- The request
Exactly as they appear, output all of the entries.

>> start Exercise material

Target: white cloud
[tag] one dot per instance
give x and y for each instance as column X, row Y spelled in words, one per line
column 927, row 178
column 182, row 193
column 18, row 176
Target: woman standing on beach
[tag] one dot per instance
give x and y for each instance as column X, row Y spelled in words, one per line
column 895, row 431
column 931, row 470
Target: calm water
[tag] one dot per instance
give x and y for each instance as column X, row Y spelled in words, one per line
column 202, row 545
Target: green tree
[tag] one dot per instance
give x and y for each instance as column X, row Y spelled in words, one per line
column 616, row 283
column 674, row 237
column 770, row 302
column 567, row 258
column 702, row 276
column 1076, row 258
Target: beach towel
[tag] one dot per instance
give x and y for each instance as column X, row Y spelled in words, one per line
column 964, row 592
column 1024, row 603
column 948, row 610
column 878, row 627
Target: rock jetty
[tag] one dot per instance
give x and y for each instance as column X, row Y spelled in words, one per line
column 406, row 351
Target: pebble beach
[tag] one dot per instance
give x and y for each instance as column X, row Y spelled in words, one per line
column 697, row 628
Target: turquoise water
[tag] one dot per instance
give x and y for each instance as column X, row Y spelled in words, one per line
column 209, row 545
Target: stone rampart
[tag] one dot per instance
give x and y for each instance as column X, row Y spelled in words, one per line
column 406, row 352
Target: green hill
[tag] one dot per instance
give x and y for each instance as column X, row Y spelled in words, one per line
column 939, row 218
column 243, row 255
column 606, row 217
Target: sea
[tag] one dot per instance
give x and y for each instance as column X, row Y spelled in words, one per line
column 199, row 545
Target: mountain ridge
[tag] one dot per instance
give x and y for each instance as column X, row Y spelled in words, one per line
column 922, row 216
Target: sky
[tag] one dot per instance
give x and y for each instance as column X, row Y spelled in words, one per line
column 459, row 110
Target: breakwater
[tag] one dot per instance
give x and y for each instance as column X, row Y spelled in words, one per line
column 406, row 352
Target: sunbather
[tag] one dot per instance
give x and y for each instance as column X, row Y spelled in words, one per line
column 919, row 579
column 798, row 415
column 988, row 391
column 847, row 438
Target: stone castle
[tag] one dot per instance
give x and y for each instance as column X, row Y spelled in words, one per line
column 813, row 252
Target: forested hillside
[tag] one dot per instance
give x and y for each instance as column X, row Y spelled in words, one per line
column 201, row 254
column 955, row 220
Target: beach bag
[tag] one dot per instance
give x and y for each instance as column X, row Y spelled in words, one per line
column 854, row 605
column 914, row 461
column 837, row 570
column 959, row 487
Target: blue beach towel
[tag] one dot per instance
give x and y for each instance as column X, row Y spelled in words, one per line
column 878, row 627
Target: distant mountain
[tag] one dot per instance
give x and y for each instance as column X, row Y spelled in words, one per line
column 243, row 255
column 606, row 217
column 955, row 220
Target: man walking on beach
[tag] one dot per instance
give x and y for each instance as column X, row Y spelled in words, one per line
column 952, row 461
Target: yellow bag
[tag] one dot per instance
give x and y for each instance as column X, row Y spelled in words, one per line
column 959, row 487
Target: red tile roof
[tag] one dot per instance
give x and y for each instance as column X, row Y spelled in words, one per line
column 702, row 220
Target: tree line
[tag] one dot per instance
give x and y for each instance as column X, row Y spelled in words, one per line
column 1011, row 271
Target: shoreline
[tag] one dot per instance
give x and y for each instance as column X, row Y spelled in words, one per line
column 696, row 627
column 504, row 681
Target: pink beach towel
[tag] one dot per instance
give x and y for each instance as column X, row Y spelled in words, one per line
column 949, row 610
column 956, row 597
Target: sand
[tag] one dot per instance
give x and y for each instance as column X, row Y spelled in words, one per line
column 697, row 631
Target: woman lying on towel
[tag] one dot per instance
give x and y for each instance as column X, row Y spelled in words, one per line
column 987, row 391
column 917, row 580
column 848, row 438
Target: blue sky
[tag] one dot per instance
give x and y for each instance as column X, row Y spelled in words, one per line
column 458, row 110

>> end Exercise material

- The result
Target: white cloud
[tag] one dot per instance
give x and y for each instance as column X, row Y spelled in words, one per line
column 927, row 178
column 182, row 193
column 18, row 176
Target: woman standing on beach
[tag] one dot per instance
give x and y for each instance as column X, row Y spelled in words, one per line
column 895, row 431
column 931, row 470
Target: calm water
[tag] one dot per instance
give x and y for each instance as column X, row Y spelled in words, one per line
column 202, row 545
Target: green tree
[tag] one dot per instance
give x and y for each instance as column X, row Y spelled in words, one per line
column 616, row 283
column 674, row 237
column 770, row 302
column 567, row 258
column 702, row 276
column 1076, row 258
Target: beach towel
[tag] one dot per instance
give x and y for each instance as column X, row Y spelled in words, one per line
column 964, row 592
column 1024, row 603
column 948, row 610
column 878, row 627
Target: rock jetty
[tag] one dot per instance
give x and y for each instance as column X, row Y spelled in words, one per line
column 406, row 351
Target: pebble beach
[tag] one dot per instance
give x and y for each instance as column X, row Y spelled in words, one per line
column 697, row 628
Target: turquoise water
[tag] one dot per instance
give x and y for each instance as column X, row Y spelled in words, one per line
column 209, row 545
Target: stone rampart
[tag] one dot per instance
give x and y for each instance as column X, row Y spelled in words, one per line
column 406, row 352
Target: green hill
[tag] one dot per instance
give x and y for each instance as column X, row Y spelled in words, one per line
column 939, row 218
column 243, row 255
column 606, row 217
Target: sea
[tag] one dot per instance
give x and y for each instance as column X, row Y spelled in words, one per line
column 199, row 545
Target: mountain ridge
[tag] one dot per instance
give x and y for each instance as column X, row Y spelled in words, one per line
column 922, row 216
Target: sky
[tag] one dot per instance
give x and y for each instance as column X, row Y spelled in words, one per line
column 459, row 110
Target: breakwater
[tag] one dot per instance
give x and y for each instance as column X, row Y spelled in words, one per line
column 406, row 352
Target: sunbather
[tag] one dot per instance
give x and y for each instance as column X, row Y spelled in words, one per line
column 919, row 579
column 798, row 415
column 988, row 391
column 847, row 438
Target: stone castle
[tag] one dot per instance
give x and y for each instance as column X, row Y spelled in words, one per line
column 813, row 252
Target: forested hillside
[tag] one dot per instance
give x and y for each instance as column X, row Y spelled in words, one per line
column 201, row 254
column 955, row 220
Target: beach bag
[tag] one dot per instance
give x and y for each instance as column X, row Y spelled in words, one per line
column 854, row 605
column 914, row 461
column 837, row 570
column 959, row 487
Target: blue beach towel
[tag] one dot per instance
give x and y for each instance as column X, row Y spelled in words, one per line
column 878, row 627
Target: distant mountain
[tag] one dot per instance
give x and y for each instance as column X, row Y spelled in words, one per line
column 243, row 255
column 606, row 217
column 955, row 220
Target: man walking on beach
[tag] one dot per instance
give x and y for each instance as column X, row Y spelled in words, one per line
column 952, row 461
Target: yellow bag
[tag] one dot per instance
give x and y for each instance as column X, row Y spelled in words, one per line
column 959, row 487
Target: red tile roof
[tag] one dot per instance
give x and y for each instance as column X, row Y spelled in words, one per line
column 702, row 220
Target: tree line
[tag] one dot per instance
give x and y for each instance as column X, row Y spelled in words, one per line
column 1011, row 271
Target: shoreline
[tag] one dot per instance
give x and y for each instance as column X, row Y spelled in words, one per line
column 696, row 627
column 504, row 681
Target: pink beach towel
[tag] one dot per instance
give x and y for each instance as column X, row Y spelled in words, one per line
column 949, row 610
column 956, row 597
Target: sand
[tag] one dot per instance
give x and y for each instance as column X, row Y spelled in words, one per line
column 697, row 631
Target: woman lying on towel
[tag] one dot per instance
give x and y for each instance as column X, row Y spelled in words, one per line
column 987, row 391
column 917, row 580
column 848, row 438
Target: blue sky
[tag] one dot per instance
give x and y for each instance as column X, row Y spelled in words, one per line
column 458, row 110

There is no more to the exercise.